O contexto do design português foi e é peculiar. Não tem uma história linear. Talvez por isso, os pioneiros (no sentido daquele que desbrava um território inóspito e frequentemente hostil) não estão circunscritos a um momento histórico. Ao longo do tempo vamos encontrando pioneiros: Bordalo Pinheiro, Raul Lino, José Pacheko, Bernardo Marques, Sebastião Rodrigues, Daciano Costa. Mas também no design contemporâneo encontramos pioneiros. Guta Moura Guedes é pioneira na curadoria, em Portugal, de um evento de design de larga repercussão internacional como é a Experimentadesign; o Mário Moura e eu próprio somos pioneiros na exploração de novos meios para a produção de crítica do design; o Dino dos Santos é pioneiro na aceleração de tempos de resposta na criação de famílias tipográficas; o João Faria é pioneiro na conquista de espaço de criação e experimentação, em trabalhos para um grande cliente institucional, como os seus cartazes para o TNSJ comprovam; a Boca do Lobo é pioneira na bem sucedida comercialização de objectos de luxo num contexto de forte recessão económica. Por não possuirmos uma cultura de design desenvolvida, fazer design em Portugal sempre envolveu alguma forma de pioneirismo, isto é, de inovação e persistência.

5 comments:

Anonymous said...

só para ficarmos na cidade,
o João Nunes nunca existiu no TNSJ?

■ **Tarefa pedida A**: Reúna todas as linhas dos registos em que aparece a palavra "wall".
O texto e os registos não têm qualquer relação entre si.

■ **Listagem**:

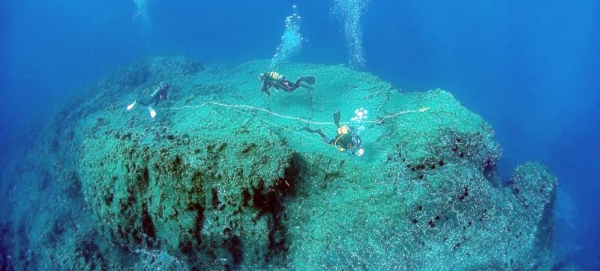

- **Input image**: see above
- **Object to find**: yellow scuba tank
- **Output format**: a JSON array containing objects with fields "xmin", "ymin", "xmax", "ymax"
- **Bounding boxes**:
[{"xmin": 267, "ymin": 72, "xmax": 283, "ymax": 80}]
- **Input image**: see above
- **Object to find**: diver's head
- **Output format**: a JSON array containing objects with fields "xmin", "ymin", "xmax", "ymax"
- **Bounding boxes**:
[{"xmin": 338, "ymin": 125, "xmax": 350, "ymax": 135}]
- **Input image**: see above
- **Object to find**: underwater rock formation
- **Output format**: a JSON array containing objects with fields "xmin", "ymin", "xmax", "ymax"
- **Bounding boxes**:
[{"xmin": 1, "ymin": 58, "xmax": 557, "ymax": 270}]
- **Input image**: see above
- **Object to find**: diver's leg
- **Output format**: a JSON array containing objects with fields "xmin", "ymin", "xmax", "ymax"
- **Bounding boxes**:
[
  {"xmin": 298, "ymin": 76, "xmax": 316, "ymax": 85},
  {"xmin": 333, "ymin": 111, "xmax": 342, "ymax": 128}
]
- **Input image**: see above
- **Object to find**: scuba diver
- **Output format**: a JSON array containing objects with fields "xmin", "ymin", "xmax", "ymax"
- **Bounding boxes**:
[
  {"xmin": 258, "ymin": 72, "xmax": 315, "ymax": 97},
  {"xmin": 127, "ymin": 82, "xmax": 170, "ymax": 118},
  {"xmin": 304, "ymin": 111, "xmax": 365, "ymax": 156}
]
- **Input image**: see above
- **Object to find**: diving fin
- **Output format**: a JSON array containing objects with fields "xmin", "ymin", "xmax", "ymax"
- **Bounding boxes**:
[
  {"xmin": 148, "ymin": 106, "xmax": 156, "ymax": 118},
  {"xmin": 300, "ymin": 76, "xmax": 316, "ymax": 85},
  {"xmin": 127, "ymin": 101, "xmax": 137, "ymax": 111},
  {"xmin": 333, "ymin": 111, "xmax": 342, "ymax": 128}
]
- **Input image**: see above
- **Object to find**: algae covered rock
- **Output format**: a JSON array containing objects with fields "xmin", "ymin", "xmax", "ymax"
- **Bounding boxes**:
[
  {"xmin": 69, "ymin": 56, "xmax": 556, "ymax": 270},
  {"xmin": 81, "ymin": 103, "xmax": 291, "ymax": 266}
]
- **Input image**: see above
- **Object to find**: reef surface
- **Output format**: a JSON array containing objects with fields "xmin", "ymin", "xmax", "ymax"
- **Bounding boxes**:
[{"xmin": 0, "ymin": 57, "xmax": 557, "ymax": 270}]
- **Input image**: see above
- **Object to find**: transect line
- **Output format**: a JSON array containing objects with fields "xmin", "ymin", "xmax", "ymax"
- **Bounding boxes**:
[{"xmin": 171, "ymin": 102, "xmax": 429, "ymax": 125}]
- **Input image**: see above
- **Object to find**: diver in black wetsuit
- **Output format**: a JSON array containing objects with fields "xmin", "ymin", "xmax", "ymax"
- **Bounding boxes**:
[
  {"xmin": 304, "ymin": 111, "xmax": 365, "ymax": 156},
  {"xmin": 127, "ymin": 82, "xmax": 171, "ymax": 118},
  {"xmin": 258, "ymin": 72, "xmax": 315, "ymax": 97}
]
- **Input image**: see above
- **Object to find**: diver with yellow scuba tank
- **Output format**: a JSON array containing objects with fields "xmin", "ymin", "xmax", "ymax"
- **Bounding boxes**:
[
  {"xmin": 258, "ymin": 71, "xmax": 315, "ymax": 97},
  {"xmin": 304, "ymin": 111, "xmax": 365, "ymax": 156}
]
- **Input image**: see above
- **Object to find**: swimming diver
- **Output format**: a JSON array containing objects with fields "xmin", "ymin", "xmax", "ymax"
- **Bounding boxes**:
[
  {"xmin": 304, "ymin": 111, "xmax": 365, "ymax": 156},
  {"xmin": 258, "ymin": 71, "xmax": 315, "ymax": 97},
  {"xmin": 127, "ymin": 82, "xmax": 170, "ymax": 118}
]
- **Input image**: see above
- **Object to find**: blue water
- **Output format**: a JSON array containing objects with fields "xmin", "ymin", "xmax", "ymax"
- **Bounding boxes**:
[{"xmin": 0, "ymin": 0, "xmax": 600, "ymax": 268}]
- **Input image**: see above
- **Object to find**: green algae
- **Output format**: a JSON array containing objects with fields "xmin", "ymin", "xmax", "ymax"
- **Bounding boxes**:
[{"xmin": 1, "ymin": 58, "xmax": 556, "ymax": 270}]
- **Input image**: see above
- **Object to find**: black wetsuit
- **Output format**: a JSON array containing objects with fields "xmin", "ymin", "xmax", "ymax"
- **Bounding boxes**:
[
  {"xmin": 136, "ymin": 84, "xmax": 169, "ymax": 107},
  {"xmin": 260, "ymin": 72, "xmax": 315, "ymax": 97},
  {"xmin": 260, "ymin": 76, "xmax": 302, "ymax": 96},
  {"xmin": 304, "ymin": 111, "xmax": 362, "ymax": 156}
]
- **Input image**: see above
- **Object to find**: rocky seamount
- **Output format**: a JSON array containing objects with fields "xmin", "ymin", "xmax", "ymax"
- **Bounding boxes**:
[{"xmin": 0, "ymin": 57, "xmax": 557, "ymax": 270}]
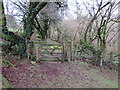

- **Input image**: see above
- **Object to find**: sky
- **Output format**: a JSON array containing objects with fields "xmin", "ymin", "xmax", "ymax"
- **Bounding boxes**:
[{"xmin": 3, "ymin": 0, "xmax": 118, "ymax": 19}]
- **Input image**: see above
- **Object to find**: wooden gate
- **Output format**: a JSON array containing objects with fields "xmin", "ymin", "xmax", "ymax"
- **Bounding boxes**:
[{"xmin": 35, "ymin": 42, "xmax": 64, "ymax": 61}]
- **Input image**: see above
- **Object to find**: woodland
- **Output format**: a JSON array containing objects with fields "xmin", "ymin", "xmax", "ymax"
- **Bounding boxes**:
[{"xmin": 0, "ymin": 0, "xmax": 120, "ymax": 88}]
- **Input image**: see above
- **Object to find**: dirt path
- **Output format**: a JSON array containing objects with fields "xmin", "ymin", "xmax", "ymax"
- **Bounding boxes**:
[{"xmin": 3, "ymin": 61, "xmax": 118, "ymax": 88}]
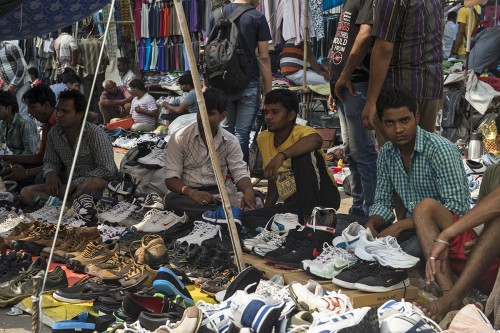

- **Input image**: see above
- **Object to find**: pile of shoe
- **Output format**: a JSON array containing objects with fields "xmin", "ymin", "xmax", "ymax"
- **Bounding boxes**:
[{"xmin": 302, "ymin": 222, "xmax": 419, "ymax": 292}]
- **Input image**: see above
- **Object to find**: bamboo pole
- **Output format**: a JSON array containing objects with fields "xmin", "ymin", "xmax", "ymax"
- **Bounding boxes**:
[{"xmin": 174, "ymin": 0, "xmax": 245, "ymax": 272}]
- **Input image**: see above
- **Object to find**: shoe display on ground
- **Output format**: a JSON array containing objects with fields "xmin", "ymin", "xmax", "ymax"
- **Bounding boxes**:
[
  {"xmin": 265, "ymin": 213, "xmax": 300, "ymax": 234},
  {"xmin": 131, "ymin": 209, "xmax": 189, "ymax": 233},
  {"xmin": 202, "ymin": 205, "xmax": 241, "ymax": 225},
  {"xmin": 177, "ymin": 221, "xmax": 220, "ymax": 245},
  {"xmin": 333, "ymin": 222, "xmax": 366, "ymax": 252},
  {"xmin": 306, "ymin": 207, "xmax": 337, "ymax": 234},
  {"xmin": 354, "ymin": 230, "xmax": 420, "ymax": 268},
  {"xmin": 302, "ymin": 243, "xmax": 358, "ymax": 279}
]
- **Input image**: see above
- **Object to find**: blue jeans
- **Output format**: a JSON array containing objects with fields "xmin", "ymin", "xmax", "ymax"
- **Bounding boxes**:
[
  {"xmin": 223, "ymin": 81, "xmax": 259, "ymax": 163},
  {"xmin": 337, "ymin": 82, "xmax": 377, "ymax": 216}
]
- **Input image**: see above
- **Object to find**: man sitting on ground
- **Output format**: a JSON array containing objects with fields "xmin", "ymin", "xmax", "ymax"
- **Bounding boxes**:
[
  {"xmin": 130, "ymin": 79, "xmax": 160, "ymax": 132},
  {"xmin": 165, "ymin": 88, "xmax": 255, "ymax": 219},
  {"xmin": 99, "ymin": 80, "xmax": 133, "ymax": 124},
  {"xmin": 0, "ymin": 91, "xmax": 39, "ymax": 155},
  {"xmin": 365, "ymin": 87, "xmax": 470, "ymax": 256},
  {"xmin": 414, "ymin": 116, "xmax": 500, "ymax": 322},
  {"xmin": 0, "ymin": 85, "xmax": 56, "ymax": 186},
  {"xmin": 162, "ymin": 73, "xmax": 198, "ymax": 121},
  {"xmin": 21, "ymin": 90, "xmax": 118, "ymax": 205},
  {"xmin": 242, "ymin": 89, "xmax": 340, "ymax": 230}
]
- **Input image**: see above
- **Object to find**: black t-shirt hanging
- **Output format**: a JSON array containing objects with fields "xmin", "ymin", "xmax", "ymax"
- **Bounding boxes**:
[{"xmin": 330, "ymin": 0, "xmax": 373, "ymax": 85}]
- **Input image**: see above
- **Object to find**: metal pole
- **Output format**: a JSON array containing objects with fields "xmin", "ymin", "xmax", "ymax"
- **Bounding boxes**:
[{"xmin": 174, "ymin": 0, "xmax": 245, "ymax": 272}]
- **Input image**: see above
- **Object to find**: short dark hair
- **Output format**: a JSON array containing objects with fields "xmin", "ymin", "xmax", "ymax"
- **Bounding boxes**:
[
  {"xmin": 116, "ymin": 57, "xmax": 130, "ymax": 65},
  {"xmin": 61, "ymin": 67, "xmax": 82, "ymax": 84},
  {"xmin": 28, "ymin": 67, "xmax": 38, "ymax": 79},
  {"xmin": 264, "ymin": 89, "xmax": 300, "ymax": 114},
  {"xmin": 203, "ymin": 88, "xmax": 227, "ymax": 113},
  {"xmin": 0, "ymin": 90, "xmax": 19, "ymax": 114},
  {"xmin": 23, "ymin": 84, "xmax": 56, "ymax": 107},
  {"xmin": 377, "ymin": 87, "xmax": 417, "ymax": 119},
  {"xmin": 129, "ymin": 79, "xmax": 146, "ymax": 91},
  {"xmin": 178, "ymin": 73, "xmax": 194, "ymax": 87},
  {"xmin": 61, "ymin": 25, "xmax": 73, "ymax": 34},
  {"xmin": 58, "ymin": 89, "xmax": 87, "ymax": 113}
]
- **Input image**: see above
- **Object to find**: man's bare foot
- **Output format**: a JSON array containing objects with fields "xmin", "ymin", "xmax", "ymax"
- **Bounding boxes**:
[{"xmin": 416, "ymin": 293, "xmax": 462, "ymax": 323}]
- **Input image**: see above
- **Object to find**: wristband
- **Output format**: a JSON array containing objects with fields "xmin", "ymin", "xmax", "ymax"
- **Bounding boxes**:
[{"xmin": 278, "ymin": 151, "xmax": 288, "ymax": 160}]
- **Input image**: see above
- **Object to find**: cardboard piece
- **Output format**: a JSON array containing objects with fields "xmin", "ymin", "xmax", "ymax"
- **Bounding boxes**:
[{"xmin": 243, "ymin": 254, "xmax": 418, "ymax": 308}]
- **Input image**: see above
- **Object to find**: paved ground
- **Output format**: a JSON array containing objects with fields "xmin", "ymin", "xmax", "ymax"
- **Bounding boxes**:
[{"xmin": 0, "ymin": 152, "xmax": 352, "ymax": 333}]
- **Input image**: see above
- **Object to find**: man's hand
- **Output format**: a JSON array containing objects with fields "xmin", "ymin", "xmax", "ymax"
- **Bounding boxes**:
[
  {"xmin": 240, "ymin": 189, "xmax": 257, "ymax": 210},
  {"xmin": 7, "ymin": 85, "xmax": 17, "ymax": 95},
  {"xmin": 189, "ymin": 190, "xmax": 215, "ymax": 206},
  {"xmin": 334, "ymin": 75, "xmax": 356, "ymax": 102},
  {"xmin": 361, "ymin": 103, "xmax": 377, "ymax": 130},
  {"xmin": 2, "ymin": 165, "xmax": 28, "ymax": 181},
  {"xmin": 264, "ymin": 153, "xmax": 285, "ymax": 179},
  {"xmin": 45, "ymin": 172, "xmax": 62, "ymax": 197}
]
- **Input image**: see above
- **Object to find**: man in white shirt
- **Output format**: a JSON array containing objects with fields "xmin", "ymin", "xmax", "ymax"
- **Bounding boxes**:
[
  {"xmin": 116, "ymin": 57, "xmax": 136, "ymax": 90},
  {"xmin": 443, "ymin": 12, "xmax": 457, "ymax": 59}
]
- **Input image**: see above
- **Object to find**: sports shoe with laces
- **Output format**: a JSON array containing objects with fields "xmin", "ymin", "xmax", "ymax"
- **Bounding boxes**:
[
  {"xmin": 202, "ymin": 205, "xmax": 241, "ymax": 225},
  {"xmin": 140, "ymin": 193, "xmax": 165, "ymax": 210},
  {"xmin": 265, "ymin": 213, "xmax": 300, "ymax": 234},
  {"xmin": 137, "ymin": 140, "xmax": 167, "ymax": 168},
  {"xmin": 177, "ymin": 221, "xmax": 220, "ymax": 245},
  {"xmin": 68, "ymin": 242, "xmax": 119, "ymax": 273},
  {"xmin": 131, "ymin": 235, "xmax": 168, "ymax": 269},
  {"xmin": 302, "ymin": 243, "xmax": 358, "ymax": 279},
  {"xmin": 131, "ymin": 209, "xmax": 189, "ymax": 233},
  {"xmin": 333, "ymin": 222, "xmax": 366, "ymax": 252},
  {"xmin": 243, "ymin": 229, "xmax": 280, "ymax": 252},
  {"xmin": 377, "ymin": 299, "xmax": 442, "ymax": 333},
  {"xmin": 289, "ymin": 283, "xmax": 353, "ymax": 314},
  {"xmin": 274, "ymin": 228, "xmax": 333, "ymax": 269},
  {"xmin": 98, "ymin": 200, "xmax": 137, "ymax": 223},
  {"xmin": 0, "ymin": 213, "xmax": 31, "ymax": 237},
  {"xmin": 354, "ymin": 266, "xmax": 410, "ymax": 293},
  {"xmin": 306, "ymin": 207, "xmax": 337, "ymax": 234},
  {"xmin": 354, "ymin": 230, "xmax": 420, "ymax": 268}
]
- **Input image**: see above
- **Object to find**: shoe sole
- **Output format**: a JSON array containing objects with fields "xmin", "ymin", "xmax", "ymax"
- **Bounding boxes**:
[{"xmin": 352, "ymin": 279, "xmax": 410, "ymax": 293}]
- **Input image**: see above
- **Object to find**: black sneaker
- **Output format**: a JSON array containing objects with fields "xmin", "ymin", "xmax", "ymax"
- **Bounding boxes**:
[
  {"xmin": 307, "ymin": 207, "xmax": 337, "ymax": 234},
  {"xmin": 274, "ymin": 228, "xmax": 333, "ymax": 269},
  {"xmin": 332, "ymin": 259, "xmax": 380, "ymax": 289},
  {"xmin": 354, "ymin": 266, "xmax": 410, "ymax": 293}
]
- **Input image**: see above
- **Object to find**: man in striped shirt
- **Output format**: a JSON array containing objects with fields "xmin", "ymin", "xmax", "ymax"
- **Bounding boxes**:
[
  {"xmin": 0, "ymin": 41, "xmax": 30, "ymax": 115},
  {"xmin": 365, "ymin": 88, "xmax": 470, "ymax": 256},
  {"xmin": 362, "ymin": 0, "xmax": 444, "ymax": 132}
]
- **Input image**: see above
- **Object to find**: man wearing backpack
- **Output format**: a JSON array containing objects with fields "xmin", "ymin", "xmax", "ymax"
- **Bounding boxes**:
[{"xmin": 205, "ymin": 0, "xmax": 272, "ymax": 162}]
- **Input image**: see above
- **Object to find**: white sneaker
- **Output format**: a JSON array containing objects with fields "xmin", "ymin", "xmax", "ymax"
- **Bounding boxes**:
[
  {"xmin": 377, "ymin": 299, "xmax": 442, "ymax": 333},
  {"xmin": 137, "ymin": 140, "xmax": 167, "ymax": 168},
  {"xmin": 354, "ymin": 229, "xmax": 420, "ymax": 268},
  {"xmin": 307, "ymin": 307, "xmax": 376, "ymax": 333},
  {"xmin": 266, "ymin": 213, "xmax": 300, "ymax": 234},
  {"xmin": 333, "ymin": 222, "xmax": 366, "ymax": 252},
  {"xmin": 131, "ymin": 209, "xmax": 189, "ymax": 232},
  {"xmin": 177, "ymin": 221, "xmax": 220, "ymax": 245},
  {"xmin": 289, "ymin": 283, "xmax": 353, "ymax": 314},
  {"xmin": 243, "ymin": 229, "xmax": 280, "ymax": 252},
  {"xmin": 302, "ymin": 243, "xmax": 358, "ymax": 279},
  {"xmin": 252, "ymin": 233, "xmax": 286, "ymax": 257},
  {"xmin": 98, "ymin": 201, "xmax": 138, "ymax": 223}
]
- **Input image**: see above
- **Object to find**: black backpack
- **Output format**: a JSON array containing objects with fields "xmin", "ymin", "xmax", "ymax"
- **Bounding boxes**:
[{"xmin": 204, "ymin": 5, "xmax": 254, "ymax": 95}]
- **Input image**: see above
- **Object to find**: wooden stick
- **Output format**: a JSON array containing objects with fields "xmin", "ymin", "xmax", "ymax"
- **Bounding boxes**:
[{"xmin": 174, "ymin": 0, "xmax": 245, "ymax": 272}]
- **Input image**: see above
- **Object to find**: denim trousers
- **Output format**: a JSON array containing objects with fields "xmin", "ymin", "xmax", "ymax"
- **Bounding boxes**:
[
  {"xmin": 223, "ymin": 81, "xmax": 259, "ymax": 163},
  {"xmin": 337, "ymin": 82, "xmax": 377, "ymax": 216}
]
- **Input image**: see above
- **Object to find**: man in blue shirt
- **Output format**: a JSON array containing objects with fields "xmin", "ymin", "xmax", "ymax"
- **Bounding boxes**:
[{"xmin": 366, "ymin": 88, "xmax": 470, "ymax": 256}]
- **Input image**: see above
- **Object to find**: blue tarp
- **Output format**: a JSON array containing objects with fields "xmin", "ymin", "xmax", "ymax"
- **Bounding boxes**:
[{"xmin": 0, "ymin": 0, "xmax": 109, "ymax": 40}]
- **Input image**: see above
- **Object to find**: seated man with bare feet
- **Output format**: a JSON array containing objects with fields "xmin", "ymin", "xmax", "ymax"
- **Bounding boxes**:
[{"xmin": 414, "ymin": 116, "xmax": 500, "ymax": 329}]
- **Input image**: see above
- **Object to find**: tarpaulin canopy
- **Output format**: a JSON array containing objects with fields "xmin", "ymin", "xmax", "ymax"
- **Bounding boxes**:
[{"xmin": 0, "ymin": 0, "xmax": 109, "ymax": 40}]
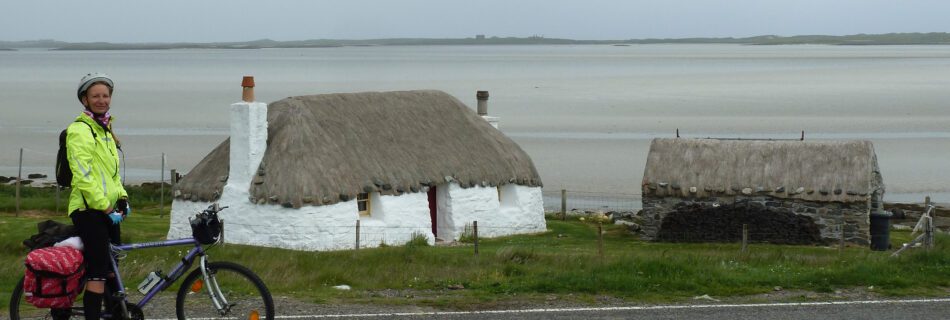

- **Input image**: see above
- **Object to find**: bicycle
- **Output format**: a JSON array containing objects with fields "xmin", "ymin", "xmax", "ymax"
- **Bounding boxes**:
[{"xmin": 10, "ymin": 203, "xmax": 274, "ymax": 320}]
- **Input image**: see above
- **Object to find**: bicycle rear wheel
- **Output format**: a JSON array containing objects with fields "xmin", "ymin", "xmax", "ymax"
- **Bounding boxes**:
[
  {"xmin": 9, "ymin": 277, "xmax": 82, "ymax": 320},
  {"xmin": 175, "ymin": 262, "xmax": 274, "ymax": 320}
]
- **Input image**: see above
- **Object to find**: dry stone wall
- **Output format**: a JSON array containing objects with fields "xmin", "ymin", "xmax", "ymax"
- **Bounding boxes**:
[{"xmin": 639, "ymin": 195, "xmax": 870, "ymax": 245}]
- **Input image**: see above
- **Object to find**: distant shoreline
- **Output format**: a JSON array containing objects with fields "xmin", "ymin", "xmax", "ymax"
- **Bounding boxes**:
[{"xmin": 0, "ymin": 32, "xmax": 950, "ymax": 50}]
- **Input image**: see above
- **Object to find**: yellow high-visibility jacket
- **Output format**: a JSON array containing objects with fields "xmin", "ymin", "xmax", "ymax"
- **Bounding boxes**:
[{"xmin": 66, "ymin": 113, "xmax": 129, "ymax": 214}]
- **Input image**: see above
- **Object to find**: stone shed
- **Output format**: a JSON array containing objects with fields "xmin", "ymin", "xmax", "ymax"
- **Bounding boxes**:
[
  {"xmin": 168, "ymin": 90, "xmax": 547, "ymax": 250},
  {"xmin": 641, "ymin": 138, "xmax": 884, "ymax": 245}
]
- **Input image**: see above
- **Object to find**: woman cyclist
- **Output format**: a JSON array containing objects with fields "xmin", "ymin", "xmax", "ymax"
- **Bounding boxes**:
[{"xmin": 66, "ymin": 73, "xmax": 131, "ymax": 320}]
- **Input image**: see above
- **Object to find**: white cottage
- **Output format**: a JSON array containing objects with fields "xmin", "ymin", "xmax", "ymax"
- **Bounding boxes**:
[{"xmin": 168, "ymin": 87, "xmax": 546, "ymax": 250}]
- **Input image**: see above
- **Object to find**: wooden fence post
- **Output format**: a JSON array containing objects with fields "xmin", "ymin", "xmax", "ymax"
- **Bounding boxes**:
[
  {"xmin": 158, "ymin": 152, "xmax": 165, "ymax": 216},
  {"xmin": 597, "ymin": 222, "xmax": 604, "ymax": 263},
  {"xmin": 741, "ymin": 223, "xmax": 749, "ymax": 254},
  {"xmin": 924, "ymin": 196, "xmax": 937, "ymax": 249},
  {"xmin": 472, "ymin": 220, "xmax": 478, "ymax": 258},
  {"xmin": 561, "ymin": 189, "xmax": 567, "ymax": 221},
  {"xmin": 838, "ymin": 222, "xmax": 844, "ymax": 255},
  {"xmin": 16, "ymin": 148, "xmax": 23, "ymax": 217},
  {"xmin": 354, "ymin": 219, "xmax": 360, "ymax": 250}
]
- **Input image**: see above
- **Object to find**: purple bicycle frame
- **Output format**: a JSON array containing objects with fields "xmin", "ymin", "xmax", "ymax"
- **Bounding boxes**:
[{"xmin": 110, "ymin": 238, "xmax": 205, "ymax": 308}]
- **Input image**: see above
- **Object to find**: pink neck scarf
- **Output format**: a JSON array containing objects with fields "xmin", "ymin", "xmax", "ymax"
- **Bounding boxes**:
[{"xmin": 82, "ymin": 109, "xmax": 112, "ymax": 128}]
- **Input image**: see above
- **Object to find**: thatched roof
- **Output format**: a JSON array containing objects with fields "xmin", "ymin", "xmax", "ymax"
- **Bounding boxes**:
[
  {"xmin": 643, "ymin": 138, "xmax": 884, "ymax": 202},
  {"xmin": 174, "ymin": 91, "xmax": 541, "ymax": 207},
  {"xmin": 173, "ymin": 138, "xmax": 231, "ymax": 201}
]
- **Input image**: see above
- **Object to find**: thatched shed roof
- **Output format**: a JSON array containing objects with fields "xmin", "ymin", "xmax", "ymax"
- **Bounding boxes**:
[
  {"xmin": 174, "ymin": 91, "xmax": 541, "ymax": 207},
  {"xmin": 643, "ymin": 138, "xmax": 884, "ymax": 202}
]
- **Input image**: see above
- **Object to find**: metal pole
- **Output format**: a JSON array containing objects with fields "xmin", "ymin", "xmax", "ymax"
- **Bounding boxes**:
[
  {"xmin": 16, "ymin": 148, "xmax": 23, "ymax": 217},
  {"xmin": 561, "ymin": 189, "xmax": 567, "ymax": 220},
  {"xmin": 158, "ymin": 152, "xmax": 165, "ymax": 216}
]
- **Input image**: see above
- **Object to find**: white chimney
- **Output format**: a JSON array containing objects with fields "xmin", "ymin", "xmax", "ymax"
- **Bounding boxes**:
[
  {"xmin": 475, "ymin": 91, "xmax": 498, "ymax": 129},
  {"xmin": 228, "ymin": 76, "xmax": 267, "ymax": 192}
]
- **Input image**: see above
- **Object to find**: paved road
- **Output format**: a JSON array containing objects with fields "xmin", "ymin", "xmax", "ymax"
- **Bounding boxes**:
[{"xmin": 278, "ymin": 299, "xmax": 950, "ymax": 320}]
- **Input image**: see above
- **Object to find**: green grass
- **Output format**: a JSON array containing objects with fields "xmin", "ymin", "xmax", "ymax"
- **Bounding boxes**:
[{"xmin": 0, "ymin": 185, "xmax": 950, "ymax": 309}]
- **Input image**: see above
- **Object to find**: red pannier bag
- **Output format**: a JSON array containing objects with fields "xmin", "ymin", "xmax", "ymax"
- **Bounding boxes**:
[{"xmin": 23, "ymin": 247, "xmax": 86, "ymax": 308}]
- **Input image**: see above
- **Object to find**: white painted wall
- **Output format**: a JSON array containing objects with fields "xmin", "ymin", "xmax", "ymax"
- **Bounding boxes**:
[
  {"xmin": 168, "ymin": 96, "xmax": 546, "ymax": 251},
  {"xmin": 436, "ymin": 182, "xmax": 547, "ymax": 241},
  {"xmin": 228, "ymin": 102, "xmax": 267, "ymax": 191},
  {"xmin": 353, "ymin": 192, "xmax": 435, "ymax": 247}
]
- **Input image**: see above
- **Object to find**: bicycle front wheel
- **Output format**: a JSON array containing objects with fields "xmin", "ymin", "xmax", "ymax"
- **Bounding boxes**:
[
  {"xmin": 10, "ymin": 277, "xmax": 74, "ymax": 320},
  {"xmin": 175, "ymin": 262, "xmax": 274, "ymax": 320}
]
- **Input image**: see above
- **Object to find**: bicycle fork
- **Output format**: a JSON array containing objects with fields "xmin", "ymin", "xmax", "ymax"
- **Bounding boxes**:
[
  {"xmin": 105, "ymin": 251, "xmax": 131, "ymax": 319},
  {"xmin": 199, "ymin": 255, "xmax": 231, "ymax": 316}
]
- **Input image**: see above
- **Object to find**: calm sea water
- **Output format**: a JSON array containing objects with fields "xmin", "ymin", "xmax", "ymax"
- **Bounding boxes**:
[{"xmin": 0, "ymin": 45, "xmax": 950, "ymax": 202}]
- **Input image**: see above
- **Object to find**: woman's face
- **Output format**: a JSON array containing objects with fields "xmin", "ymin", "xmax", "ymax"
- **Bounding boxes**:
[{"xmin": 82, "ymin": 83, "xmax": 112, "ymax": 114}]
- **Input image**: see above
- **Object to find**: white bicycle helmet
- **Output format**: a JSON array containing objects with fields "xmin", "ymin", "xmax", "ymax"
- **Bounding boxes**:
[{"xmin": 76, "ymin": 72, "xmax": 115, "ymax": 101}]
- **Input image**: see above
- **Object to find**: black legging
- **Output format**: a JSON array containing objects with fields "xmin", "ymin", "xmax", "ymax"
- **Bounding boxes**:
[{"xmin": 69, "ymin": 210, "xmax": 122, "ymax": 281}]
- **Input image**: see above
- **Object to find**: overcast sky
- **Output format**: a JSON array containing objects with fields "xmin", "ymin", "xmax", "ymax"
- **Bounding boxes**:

■ **Tarefa pedida B**: No texto sobre o design português, indique os nomes dos pioneiros que surgem ao longo do tempo, antes de o texto passar ao design contemporâneo.

■ **Resposta correta A**:
- **Object to find**: dry stone wall
- **Object to find**: white painted wall

■ **Resposta correta B**: Bordalo Pinheiro, Raul Lino, José Pacheko, Bernardo Marques, Sebastião Rodrigues, Daciano Costa